GIVEN EXERCISE: Rewrite the records from their start through the line with "(149, 174), (293, 263)", keeping the requests and shifting every bounding-box coordinate in the answers up by 61. Keep the requests' sample coordinates unchanged, and leave the pictures out.

##############################

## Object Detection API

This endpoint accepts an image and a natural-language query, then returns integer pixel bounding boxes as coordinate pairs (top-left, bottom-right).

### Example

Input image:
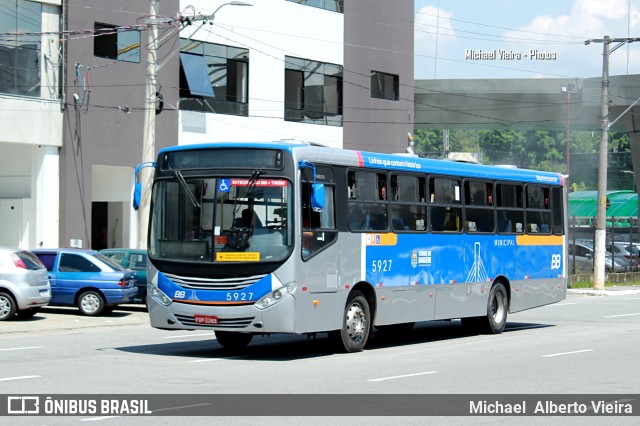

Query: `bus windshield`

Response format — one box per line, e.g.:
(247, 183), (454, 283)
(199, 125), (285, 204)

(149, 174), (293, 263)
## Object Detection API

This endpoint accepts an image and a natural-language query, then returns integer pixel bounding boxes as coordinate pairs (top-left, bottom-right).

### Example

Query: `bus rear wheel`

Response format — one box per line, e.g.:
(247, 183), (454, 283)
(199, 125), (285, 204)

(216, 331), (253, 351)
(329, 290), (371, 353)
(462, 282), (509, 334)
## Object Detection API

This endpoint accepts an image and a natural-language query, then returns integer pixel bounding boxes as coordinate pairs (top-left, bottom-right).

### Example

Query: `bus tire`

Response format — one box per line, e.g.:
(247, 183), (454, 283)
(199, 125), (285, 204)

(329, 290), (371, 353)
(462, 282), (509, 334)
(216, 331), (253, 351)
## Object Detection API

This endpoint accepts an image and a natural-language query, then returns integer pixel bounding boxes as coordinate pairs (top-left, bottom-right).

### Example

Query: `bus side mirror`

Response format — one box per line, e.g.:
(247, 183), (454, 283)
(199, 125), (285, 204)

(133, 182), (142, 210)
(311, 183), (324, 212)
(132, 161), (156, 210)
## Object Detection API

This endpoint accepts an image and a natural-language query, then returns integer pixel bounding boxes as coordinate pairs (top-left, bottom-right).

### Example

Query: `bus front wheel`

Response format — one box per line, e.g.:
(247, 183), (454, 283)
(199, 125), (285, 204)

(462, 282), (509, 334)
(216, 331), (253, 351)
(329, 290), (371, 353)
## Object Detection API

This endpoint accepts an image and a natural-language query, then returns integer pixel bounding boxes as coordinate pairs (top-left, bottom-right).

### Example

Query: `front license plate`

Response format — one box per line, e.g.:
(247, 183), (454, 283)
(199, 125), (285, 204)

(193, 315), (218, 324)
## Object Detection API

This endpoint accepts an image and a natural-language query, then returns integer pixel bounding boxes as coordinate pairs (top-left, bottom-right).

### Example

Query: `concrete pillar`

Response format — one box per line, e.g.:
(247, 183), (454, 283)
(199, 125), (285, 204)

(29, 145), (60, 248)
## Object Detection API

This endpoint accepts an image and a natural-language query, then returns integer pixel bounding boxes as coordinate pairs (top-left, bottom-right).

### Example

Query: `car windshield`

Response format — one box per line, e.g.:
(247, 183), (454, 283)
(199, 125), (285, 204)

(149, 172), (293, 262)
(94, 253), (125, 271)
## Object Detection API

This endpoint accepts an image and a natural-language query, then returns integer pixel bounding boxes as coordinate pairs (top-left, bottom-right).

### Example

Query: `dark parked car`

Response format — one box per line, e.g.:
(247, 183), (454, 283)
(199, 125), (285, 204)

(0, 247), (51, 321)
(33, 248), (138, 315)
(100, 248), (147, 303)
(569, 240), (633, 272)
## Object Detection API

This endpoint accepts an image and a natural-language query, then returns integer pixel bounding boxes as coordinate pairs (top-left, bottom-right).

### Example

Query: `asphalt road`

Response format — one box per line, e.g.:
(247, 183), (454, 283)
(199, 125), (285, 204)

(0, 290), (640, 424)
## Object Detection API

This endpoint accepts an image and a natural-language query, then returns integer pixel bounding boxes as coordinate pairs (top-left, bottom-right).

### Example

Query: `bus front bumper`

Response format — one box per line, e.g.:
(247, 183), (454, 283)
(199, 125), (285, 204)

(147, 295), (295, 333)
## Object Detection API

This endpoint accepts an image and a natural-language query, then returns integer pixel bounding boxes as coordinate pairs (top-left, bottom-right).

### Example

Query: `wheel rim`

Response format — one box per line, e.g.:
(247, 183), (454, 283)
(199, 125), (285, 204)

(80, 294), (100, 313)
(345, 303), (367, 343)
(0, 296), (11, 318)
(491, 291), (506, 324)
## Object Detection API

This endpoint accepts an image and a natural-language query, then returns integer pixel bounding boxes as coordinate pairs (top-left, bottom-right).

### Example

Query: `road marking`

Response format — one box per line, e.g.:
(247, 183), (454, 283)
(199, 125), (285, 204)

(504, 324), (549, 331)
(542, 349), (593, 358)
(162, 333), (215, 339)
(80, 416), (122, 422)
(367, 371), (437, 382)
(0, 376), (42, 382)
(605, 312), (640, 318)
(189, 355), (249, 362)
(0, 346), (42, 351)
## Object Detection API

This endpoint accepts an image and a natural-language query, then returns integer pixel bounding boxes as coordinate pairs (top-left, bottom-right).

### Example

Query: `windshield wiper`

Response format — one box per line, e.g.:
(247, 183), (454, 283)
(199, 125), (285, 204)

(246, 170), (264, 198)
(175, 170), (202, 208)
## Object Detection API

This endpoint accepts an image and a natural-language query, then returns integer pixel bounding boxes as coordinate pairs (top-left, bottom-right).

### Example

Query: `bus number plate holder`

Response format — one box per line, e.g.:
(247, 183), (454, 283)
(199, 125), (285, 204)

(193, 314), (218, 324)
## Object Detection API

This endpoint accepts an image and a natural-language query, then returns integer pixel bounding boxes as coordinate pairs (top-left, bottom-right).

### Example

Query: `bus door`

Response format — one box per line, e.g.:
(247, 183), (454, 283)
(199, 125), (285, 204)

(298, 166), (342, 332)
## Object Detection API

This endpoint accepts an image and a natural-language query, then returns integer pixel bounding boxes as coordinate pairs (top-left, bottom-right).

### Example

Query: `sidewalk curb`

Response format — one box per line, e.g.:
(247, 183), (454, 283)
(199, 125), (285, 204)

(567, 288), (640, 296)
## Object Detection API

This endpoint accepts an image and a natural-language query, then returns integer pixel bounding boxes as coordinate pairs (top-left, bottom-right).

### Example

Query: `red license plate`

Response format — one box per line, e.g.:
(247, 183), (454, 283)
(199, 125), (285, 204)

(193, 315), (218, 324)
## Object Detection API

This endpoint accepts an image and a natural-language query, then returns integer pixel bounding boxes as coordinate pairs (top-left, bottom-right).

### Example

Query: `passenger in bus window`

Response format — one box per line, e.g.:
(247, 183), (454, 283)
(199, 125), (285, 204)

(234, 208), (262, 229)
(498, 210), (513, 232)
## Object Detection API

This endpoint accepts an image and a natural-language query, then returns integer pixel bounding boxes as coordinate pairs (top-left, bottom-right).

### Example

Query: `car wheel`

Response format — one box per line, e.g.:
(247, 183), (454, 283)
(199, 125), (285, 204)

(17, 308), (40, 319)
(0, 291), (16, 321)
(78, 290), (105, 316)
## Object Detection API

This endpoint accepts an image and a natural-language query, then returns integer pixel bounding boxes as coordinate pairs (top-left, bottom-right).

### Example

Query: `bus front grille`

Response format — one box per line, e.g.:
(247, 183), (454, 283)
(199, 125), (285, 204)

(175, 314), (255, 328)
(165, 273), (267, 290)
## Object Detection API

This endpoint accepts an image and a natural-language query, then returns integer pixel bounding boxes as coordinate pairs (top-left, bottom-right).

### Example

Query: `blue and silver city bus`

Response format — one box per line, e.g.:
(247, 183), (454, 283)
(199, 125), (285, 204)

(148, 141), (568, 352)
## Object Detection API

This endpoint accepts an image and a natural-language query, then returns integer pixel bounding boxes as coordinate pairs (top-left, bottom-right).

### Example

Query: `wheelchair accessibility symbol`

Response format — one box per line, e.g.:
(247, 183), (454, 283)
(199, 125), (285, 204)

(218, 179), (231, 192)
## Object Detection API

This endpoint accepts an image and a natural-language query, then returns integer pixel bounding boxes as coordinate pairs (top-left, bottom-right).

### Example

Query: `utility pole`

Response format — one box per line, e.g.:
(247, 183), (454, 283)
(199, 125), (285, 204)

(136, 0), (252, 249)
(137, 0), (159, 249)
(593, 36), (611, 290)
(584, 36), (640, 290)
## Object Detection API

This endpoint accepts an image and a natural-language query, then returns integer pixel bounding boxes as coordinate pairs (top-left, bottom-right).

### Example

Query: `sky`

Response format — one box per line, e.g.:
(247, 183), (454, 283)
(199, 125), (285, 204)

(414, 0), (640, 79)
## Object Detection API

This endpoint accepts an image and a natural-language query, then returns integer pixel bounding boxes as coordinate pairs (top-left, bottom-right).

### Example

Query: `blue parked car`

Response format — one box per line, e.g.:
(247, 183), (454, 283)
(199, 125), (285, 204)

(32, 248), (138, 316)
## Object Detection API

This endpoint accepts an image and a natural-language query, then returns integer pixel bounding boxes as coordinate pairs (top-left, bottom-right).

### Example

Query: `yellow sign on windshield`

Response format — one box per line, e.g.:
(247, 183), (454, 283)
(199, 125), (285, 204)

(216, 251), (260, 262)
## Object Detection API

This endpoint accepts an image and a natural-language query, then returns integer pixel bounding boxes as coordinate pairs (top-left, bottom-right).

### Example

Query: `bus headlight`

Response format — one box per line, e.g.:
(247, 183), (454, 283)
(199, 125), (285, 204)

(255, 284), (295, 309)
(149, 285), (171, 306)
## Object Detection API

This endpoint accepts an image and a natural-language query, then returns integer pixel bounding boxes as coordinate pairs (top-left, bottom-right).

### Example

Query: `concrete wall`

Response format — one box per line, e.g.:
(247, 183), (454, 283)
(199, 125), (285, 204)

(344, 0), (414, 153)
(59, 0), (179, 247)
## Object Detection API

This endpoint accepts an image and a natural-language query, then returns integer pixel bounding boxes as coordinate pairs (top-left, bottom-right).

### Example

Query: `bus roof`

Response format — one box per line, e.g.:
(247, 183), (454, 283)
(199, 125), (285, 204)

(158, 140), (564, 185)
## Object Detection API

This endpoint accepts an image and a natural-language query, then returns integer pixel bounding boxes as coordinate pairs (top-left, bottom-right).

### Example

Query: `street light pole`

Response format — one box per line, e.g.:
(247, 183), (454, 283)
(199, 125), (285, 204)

##############################

SOLUTION:
## Object Detection API

This endpoint accepts an image and a natural-language query, then returns integer pixel bounding boxes as coordinate pairs (top-left, bottom-right).

### Example

Input image:

Query: `bus windshield`

Response format — one box per line, e.g.:
(247, 183), (454, 283)
(199, 125), (285, 204)

(210, 235), (354, 324)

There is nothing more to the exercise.